Natural language region descriptions:
*-*-*

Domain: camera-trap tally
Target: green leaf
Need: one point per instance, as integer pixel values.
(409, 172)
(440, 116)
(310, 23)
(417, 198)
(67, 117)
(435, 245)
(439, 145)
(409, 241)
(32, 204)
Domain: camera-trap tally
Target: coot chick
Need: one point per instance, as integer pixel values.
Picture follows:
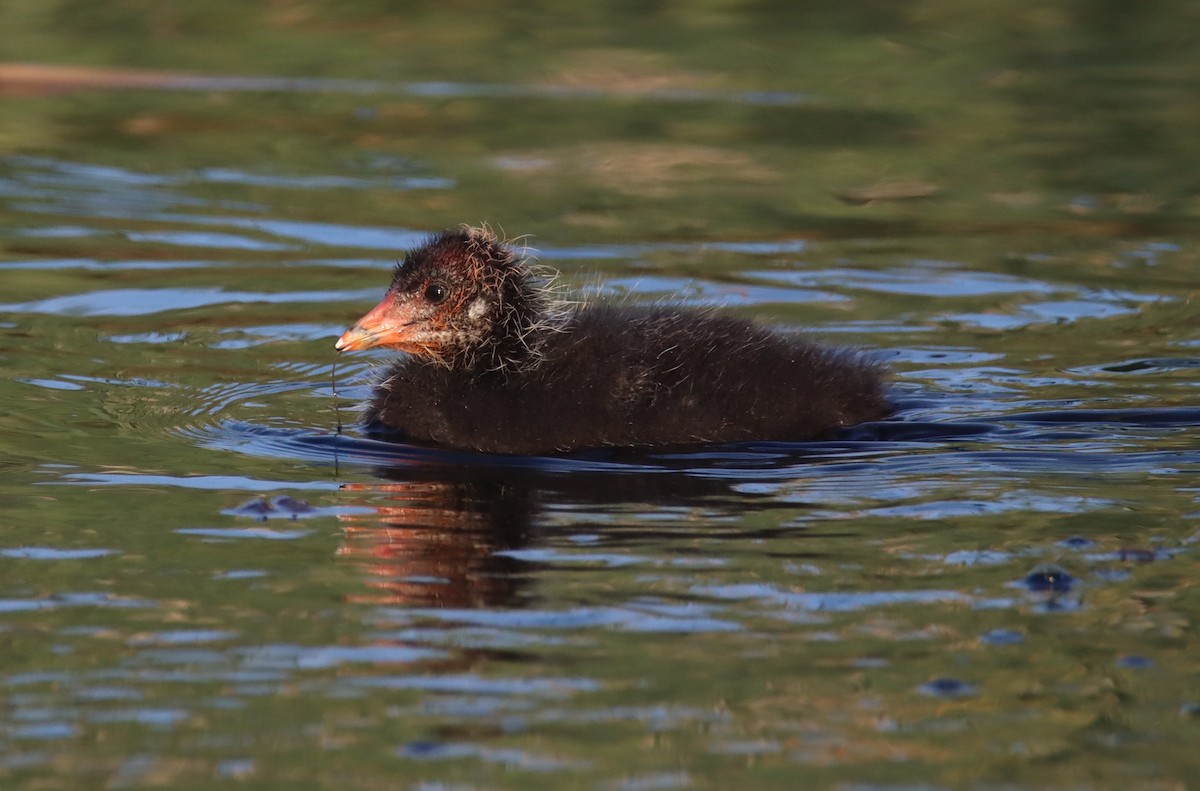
(497, 363)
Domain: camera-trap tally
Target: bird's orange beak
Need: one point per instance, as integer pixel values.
(389, 323)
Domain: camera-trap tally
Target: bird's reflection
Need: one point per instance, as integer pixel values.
(439, 533)
(438, 541)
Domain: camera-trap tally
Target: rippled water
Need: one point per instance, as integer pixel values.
(205, 582)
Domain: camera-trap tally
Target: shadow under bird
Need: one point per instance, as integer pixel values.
(496, 360)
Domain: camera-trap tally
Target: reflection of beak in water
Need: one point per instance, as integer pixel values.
(435, 544)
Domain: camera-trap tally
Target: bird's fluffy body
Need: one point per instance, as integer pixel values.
(515, 371)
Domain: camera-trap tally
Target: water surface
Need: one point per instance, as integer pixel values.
(205, 583)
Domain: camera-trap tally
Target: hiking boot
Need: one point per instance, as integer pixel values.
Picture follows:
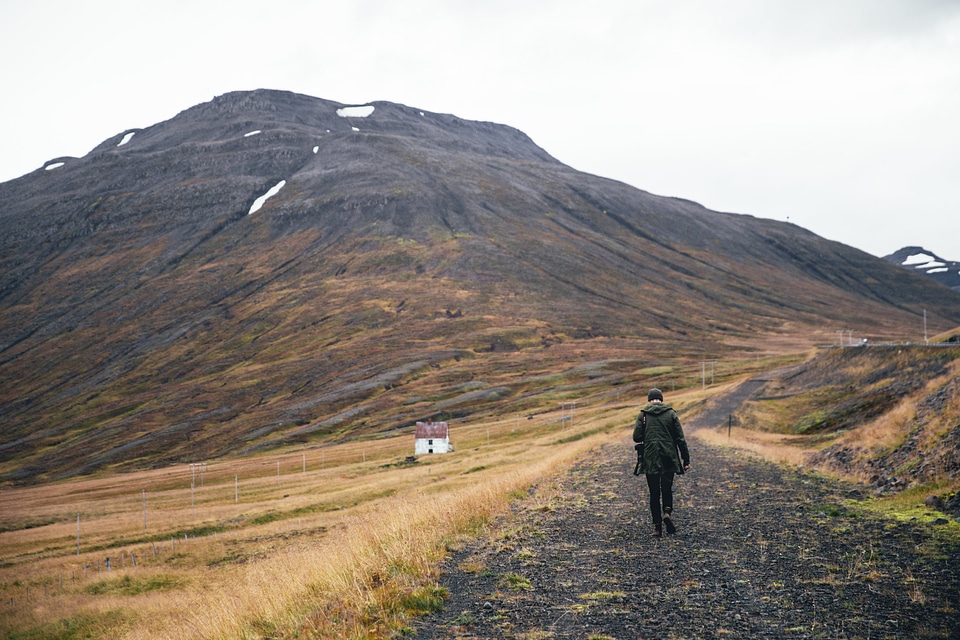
(667, 520)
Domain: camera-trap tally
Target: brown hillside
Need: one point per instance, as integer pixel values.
(413, 265)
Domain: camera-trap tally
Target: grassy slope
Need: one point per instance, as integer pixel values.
(889, 416)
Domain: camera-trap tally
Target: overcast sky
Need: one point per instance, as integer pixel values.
(842, 116)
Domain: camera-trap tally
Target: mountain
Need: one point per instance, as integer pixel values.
(946, 272)
(157, 307)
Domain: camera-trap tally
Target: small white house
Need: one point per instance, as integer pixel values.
(432, 437)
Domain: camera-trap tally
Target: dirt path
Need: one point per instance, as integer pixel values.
(761, 552)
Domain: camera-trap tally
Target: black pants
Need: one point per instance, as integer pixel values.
(661, 486)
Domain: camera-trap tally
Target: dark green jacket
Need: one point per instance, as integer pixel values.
(658, 429)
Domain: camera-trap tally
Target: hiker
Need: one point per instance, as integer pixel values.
(659, 437)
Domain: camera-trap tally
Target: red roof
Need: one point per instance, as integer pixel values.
(432, 430)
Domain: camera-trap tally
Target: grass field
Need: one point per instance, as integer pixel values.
(338, 541)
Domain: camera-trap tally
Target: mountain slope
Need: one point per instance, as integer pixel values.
(946, 272)
(149, 317)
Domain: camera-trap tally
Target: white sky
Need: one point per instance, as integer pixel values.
(842, 116)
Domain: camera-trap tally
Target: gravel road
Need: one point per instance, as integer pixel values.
(761, 552)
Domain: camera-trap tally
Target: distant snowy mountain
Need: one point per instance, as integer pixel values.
(945, 272)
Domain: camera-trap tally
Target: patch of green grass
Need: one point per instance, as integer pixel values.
(428, 599)
(516, 582)
(603, 595)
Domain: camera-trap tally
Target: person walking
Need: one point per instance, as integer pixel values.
(662, 453)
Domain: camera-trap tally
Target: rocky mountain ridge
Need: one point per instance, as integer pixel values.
(946, 272)
(405, 265)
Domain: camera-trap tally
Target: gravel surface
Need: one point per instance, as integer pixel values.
(761, 552)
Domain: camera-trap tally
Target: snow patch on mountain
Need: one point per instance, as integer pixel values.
(356, 112)
(259, 202)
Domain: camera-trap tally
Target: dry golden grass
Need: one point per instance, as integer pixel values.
(778, 447)
(344, 548)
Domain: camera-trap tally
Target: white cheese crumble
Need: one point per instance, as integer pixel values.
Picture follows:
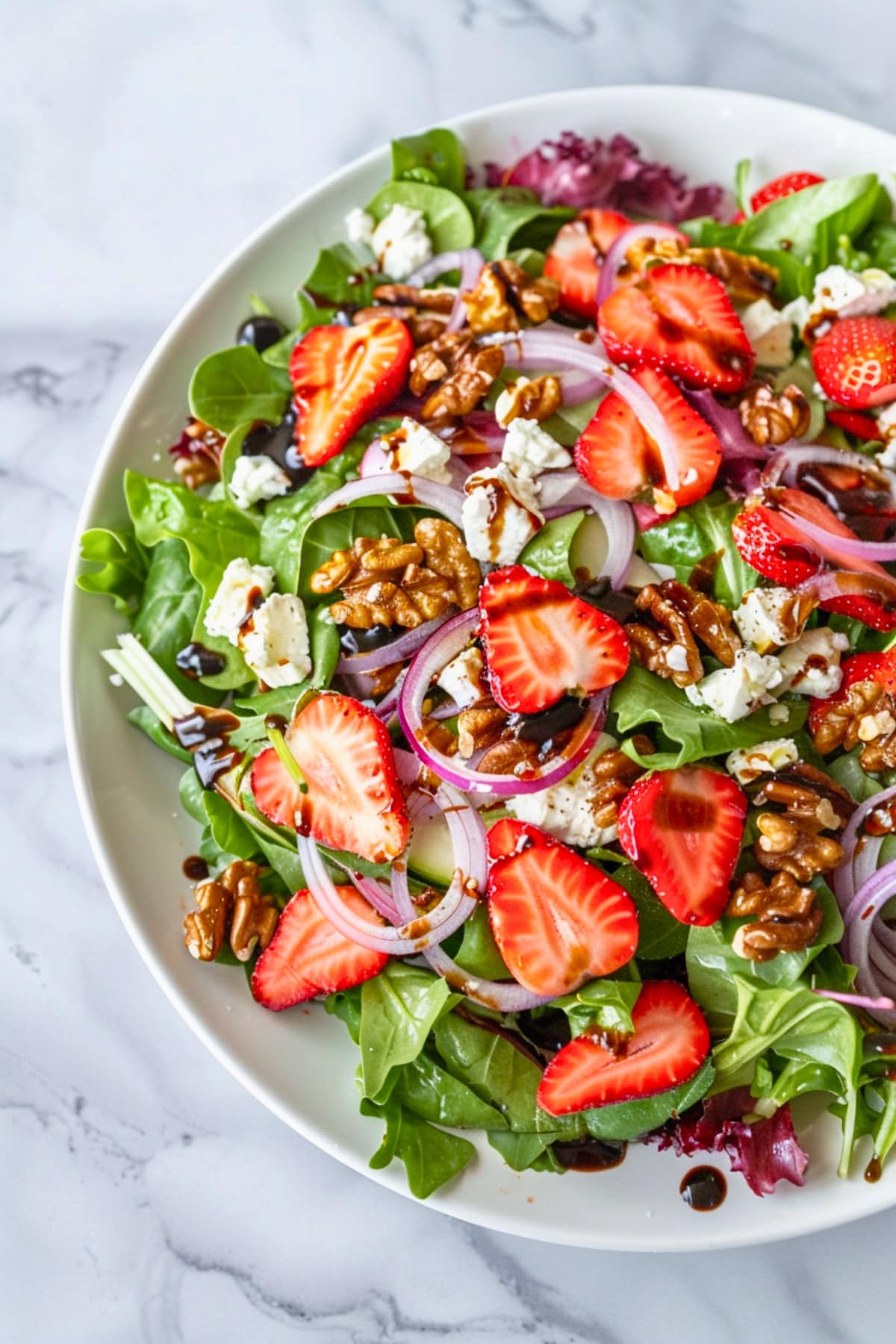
(747, 764)
(401, 242)
(235, 597)
(566, 811)
(734, 692)
(812, 665)
(500, 514)
(257, 479)
(528, 449)
(768, 332)
(274, 643)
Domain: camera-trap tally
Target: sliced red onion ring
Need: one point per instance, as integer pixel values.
(444, 499)
(558, 349)
(437, 653)
(615, 261)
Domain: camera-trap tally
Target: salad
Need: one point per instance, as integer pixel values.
(521, 612)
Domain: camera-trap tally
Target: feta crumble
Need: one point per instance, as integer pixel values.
(257, 479)
(235, 597)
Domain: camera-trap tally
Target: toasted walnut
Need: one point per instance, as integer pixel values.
(233, 902)
(788, 918)
(504, 293)
(771, 417)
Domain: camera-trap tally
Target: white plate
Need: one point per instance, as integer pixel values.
(301, 1063)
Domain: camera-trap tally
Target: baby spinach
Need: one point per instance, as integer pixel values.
(642, 698)
(235, 386)
(448, 221)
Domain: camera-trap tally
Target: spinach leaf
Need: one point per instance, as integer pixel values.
(642, 698)
(629, 1120)
(399, 1008)
(122, 566)
(448, 221)
(235, 386)
(438, 151)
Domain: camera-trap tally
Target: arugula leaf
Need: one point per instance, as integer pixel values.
(235, 386)
(630, 1120)
(438, 151)
(448, 221)
(122, 566)
(642, 698)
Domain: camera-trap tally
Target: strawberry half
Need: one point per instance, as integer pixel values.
(341, 376)
(679, 319)
(541, 641)
(682, 830)
(558, 920)
(856, 362)
(574, 258)
(354, 800)
(671, 1042)
(308, 956)
(618, 457)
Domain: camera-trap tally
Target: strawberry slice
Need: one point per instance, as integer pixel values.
(354, 800)
(679, 319)
(856, 362)
(341, 376)
(682, 830)
(541, 641)
(574, 258)
(558, 920)
(308, 956)
(671, 1042)
(618, 457)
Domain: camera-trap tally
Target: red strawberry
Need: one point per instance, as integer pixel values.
(354, 800)
(541, 641)
(780, 187)
(679, 319)
(682, 830)
(671, 1042)
(574, 258)
(618, 457)
(558, 920)
(856, 362)
(308, 956)
(341, 376)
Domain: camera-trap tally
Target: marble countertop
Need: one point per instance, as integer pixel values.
(146, 1195)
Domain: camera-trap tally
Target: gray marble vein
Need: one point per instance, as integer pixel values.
(146, 1195)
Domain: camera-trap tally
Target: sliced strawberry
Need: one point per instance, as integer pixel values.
(781, 187)
(679, 319)
(354, 800)
(341, 376)
(671, 1042)
(618, 457)
(308, 956)
(682, 830)
(856, 362)
(558, 920)
(541, 641)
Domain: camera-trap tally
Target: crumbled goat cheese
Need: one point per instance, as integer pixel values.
(500, 514)
(734, 692)
(257, 479)
(528, 449)
(768, 332)
(566, 811)
(235, 597)
(747, 764)
(401, 242)
(422, 453)
(274, 643)
(812, 665)
(462, 679)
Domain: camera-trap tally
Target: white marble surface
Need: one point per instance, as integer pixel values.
(146, 1196)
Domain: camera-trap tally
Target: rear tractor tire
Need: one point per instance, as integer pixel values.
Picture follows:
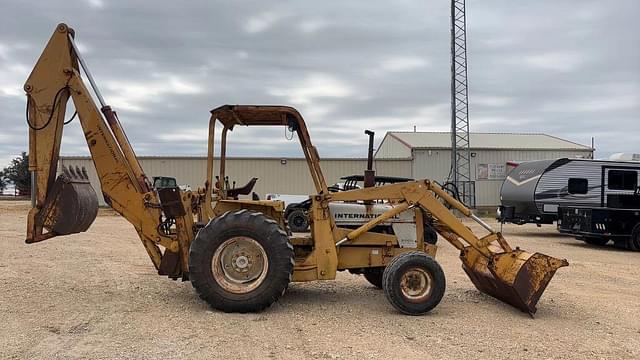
(298, 220)
(241, 261)
(414, 283)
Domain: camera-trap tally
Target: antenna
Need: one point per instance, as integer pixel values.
(460, 153)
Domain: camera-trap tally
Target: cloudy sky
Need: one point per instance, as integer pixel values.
(568, 68)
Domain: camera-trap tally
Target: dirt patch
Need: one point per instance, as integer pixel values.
(96, 295)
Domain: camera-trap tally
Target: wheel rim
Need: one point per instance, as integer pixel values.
(240, 265)
(416, 284)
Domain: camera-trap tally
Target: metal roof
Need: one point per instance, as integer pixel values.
(442, 140)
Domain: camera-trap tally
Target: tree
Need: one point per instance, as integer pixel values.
(18, 174)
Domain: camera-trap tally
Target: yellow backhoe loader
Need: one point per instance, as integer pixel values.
(236, 252)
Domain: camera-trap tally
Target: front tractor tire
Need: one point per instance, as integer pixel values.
(241, 261)
(414, 283)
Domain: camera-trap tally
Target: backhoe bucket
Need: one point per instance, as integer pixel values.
(516, 277)
(71, 205)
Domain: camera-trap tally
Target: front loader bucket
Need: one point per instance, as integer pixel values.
(516, 277)
(71, 205)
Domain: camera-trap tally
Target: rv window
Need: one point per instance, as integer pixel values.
(578, 186)
(623, 180)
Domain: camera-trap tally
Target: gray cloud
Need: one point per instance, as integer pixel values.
(570, 68)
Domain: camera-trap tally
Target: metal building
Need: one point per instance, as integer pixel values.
(275, 175)
(492, 156)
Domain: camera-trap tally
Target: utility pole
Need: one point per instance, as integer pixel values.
(460, 153)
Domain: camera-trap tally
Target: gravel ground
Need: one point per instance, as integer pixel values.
(96, 295)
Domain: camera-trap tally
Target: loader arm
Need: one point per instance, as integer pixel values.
(54, 79)
(513, 276)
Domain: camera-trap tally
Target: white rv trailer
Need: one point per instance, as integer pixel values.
(534, 190)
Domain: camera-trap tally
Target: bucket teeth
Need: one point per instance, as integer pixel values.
(76, 174)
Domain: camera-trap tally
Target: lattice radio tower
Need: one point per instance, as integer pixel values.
(460, 154)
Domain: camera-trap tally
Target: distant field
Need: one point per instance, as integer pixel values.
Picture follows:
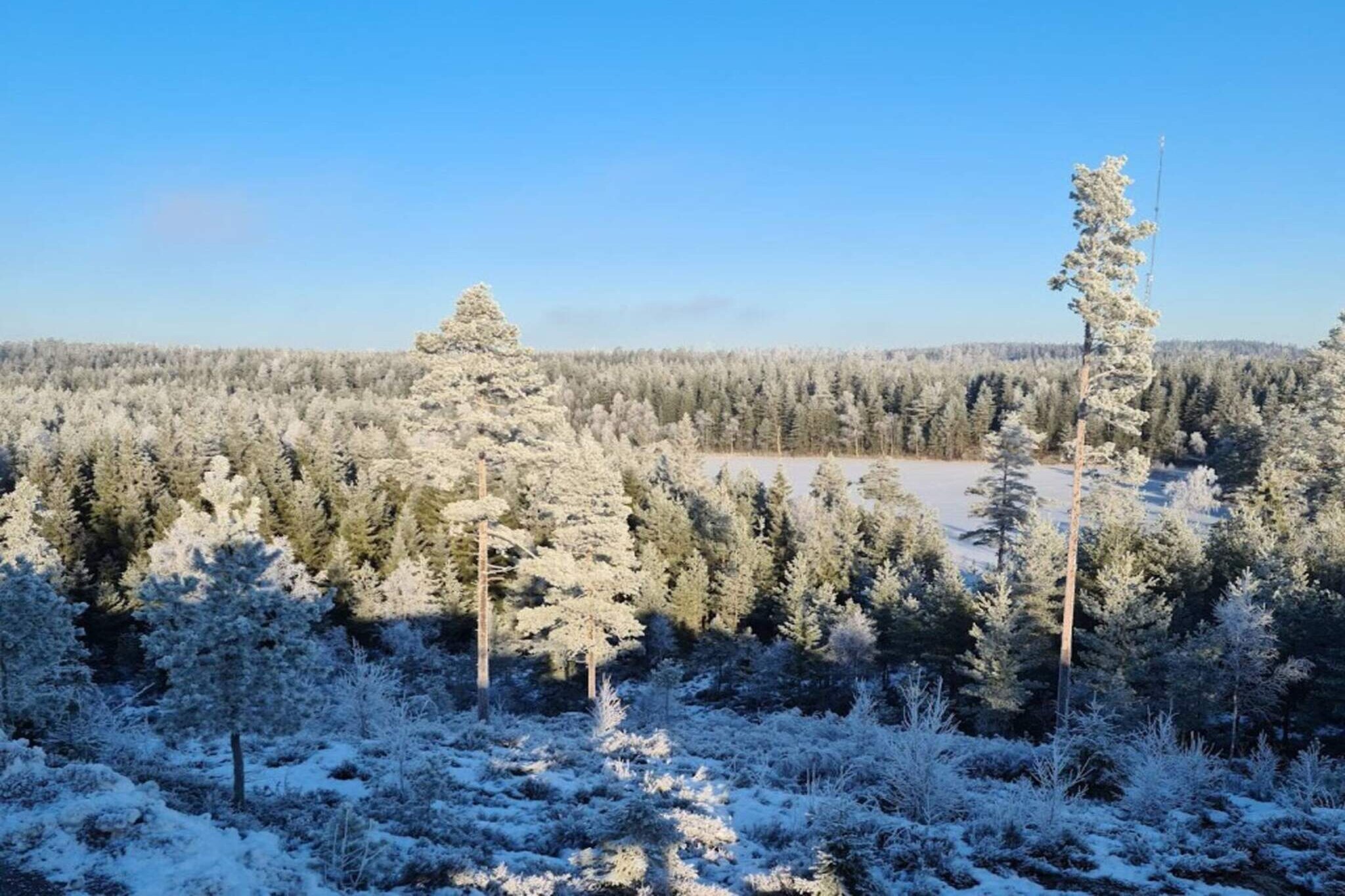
(940, 485)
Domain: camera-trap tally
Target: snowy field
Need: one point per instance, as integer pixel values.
(940, 485)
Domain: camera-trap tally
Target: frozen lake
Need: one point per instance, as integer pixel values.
(940, 485)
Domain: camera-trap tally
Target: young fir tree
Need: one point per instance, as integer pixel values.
(881, 484)
(801, 621)
(229, 621)
(22, 515)
(479, 408)
(1125, 651)
(1118, 344)
(1006, 495)
(997, 664)
(1324, 413)
(690, 594)
(41, 657)
(588, 563)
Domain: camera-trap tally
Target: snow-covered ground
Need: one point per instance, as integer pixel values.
(940, 485)
(540, 806)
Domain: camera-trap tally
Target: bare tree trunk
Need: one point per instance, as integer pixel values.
(592, 661)
(1067, 622)
(483, 603)
(236, 747)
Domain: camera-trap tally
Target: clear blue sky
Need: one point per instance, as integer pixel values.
(655, 174)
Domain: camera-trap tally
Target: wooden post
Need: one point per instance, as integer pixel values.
(483, 603)
(1067, 622)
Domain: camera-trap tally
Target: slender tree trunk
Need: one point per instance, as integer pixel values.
(1067, 621)
(236, 747)
(483, 603)
(1003, 522)
(592, 661)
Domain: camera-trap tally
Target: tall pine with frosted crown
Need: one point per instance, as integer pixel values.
(1006, 496)
(479, 408)
(588, 562)
(231, 621)
(1118, 347)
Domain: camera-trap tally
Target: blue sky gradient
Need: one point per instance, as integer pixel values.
(638, 174)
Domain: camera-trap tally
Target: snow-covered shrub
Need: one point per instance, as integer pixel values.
(349, 849)
(1313, 781)
(99, 730)
(1262, 769)
(1057, 777)
(363, 694)
(925, 774)
(77, 824)
(607, 712)
(396, 730)
(663, 681)
(1162, 774)
(41, 656)
(864, 706)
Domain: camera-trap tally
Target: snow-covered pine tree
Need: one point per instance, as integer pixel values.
(41, 656)
(801, 624)
(1324, 408)
(481, 405)
(1006, 495)
(1125, 651)
(588, 562)
(881, 484)
(852, 643)
(229, 621)
(1242, 652)
(1118, 344)
(408, 594)
(997, 661)
(20, 532)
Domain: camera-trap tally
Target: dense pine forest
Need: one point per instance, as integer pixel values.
(472, 620)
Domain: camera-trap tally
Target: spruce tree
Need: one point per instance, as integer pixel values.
(22, 515)
(1116, 362)
(229, 621)
(1006, 495)
(588, 562)
(997, 662)
(41, 656)
(1125, 651)
(479, 408)
(690, 594)
(1241, 653)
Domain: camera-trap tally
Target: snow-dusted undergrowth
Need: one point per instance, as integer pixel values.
(678, 797)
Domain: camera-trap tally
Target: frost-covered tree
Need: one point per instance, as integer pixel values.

*-*-*

• [Exercise]: Write out exactly the lines that fall from the line with "Target: dark green jacket" to the line with "Target: grass field" in the records above, keeping both ends.

• [Solution for this problem]:
Target: dark green jacket
Need: one point per instance, as integer pixel values.
(658, 429)
Domain: camera-trap tally
Target: hiker
Need: one point per instance, as integer pixel values.
(659, 437)
Domain: camera-trap tally
Target: red roof
Need: one point per instance, as integer pixel values.
(432, 430)
Domain: camera-trap tally
Target: grass field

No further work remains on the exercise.